Work to complete: List each line of the items below that contains the string "fence", copying the line in full. Treat uppercase and lowercase as distinct.

The data:
──────────────────────────────

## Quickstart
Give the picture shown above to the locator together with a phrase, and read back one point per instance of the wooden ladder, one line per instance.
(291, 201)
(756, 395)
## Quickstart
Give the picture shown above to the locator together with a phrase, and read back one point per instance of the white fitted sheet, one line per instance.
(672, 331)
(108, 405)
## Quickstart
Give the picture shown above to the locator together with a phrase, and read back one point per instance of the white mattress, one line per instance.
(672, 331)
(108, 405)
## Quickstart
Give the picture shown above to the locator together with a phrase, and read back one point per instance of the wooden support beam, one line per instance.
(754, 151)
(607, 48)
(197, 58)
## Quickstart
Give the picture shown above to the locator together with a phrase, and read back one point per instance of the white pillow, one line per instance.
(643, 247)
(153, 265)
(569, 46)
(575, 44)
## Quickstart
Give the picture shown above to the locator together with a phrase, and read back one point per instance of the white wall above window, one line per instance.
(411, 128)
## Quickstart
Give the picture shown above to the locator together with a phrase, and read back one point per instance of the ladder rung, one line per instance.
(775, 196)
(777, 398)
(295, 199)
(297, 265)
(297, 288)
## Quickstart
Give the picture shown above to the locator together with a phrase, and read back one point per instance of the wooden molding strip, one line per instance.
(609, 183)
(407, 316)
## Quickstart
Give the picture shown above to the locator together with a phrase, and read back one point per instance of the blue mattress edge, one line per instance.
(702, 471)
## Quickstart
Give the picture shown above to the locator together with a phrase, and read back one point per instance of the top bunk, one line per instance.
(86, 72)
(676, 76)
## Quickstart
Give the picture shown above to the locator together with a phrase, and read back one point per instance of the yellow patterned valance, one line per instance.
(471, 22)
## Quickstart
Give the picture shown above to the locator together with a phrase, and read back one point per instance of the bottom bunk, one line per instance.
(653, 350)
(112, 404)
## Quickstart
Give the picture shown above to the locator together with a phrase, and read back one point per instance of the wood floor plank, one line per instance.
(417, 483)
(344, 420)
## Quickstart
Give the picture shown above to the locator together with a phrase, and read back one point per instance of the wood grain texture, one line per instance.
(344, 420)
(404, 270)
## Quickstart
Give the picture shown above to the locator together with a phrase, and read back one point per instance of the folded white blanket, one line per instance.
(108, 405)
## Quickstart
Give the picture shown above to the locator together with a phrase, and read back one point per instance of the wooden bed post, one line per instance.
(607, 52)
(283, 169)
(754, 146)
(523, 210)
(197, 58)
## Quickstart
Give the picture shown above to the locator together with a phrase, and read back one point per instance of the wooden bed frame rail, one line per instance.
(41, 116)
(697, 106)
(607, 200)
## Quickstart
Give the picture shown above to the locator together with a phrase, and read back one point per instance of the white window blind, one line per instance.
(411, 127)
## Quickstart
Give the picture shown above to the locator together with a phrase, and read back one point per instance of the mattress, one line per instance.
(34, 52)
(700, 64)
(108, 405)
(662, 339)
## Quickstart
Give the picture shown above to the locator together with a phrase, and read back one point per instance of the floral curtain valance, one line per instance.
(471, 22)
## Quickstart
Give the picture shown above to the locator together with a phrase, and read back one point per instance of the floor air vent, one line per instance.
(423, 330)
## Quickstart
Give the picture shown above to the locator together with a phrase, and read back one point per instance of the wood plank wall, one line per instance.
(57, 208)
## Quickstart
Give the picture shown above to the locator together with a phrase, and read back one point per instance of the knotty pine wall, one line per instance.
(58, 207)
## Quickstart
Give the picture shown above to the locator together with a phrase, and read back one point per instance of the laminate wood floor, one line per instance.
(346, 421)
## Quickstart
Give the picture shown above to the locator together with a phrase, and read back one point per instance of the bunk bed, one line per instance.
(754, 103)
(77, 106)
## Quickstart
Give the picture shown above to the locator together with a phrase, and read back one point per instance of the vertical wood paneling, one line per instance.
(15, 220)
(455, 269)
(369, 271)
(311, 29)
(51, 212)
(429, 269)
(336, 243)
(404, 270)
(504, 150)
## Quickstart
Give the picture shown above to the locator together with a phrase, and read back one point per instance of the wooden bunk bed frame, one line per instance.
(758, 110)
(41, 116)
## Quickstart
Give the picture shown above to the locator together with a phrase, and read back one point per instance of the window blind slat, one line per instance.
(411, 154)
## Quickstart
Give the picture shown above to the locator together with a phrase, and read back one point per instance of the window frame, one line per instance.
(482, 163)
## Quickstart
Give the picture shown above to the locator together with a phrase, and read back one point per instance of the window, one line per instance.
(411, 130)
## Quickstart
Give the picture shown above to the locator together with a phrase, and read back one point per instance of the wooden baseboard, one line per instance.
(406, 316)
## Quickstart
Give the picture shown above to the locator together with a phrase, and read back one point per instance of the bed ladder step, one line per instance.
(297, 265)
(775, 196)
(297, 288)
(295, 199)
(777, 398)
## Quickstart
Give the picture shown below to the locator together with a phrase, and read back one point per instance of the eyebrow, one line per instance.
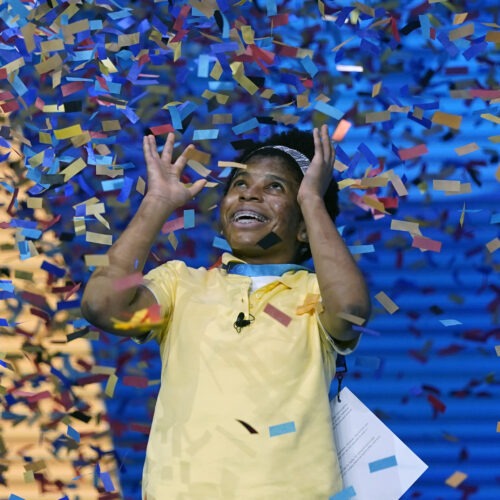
(269, 176)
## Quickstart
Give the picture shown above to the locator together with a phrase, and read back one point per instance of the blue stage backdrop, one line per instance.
(411, 92)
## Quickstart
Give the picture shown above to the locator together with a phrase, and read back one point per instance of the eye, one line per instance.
(238, 183)
(276, 186)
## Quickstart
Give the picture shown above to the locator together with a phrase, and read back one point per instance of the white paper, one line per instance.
(374, 462)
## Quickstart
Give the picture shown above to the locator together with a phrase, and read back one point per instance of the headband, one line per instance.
(301, 159)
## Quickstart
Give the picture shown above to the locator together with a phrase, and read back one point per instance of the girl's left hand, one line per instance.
(319, 174)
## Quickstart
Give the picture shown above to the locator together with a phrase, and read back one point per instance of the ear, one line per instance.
(302, 232)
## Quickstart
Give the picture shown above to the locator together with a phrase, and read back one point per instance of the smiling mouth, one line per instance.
(248, 217)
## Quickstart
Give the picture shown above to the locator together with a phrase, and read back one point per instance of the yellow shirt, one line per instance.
(240, 416)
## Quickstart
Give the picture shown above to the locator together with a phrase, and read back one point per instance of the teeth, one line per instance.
(244, 215)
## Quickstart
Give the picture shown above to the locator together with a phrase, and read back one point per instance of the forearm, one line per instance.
(126, 256)
(342, 285)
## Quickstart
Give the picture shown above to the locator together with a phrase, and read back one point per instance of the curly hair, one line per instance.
(304, 143)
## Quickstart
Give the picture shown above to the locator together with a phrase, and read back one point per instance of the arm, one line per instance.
(101, 301)
(342, 286)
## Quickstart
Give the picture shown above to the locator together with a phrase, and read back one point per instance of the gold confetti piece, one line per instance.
(29, 476)
(199, 168)
(310, 304)
(248, 34)
(140, 187)
(341, 130)
(73, 168)
(172, 239)
(462, 216)
(456, 479)
(52, 45)
(35, 202)
(493, 245)
(357, 320)
(110, 125)
(96, 260)
(222, 118)
(99, 238)
(460, 18)
(51, 64)
(231, 164)
(390, 306)
(397, 183)
(466, 149)
(447, 119)
(103, 370)
(446, 185)
(238, 71)
(376, 89)
(378, 181)
(199, 156)
(66, 133)
(216, 71)
(462, 32)
(491, 118)
(376, 204)
(403, 225)
(339, 166)
(110, 385)
(36, 466)
(493, 36)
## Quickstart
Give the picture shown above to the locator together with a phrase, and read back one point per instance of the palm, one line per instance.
(164, 174)
(318, 175)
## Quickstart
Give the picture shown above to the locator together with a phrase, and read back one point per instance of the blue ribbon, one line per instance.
(262, 269)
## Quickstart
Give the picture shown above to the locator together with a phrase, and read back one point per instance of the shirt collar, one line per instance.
(233, 265)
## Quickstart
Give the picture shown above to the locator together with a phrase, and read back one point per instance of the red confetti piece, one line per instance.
(278, 315)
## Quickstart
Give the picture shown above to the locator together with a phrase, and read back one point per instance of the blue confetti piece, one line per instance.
(221, 243)
(188, 219)
(245, 126)
(329, 110)
(176, 117)
(345, 494)
(203, 65)
(450, 322)
(309, 66)
(107, 482)
(357, 249)
(52, 269)
(284, 428)
(208, 134)
(383, 463)
(73, 434)
(112, 184)
(6, 285)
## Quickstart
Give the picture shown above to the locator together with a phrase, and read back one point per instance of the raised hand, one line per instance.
(164, 174)
(319, 173)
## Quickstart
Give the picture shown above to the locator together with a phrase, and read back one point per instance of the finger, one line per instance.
(196, 187)
(149, 148)
(181, 162)
(325, 142)
(318, 150)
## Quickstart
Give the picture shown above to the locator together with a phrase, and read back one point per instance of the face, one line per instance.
(262, 199)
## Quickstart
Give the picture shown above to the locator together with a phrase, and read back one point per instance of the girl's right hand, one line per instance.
(164, 174)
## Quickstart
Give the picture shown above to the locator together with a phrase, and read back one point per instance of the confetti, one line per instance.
(383, 463)
(456, 479)
(280, 429)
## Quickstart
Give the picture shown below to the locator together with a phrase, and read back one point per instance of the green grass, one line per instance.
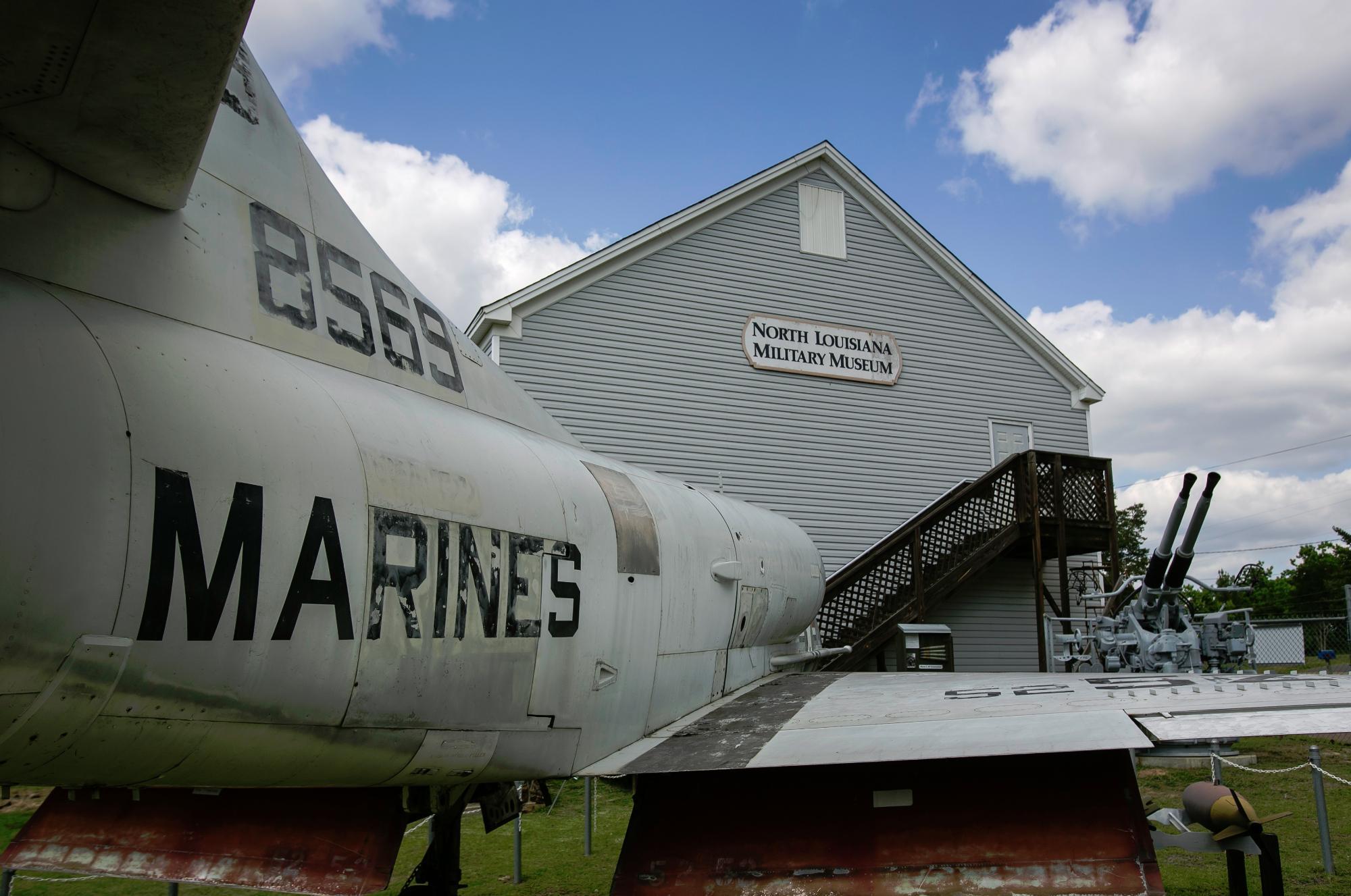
(1302, 858)
(555, 864)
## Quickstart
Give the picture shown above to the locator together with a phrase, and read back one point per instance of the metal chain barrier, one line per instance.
(1281, 771)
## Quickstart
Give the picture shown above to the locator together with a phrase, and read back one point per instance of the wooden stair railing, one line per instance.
(903, 577)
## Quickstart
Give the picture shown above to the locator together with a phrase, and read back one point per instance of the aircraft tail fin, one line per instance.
(122, 93)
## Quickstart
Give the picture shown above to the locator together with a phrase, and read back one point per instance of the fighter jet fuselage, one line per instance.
(271, 520)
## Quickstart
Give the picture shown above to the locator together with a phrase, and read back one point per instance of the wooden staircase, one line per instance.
(1033, 504)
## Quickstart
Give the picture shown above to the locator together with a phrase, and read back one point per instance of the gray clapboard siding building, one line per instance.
(660, 350)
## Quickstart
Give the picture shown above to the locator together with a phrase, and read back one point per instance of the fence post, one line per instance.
(1349, 617)
(587, 817)
(1322, 805)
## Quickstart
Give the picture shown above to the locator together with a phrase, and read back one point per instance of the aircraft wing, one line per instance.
(827, 718)
(117, 90)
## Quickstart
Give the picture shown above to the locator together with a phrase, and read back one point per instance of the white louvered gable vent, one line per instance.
(821, 215)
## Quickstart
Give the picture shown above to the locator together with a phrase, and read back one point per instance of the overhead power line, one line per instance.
(1230, 463)
(1269, 547)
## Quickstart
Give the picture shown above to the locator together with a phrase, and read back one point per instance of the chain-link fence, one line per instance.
(1303, 643)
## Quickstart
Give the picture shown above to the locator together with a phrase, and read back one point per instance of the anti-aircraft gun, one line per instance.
(1146, 623)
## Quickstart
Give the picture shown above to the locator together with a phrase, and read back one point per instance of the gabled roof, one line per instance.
(506, 315)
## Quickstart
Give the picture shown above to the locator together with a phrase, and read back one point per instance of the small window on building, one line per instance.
(821, 213)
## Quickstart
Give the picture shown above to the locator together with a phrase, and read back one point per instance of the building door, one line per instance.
(1009, 439)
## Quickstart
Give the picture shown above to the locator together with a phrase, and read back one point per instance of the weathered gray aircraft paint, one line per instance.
(271, 521)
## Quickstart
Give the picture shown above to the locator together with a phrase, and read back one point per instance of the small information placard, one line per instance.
(821, 350)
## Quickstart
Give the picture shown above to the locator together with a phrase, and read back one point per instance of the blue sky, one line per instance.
(609, 116)
(1158, 186)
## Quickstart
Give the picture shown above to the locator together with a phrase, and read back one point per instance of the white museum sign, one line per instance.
(821, 350)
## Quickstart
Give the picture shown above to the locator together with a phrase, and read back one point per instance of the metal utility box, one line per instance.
(919, 647)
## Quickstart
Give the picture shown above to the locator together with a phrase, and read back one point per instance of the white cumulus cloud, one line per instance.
(292, 38)
(1214, 386)
(932, 93)
(455, 231)
(1123, 107)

──────────────────────────────

Answer for this exercise:
Give the picture shown above to the locator together with a phrase, and read back one point per instance of the fence post, one line per instance.
Give the picture shown above to the locator together with a phrase, and read back one point per instance of the chain-link fence, one line per instance.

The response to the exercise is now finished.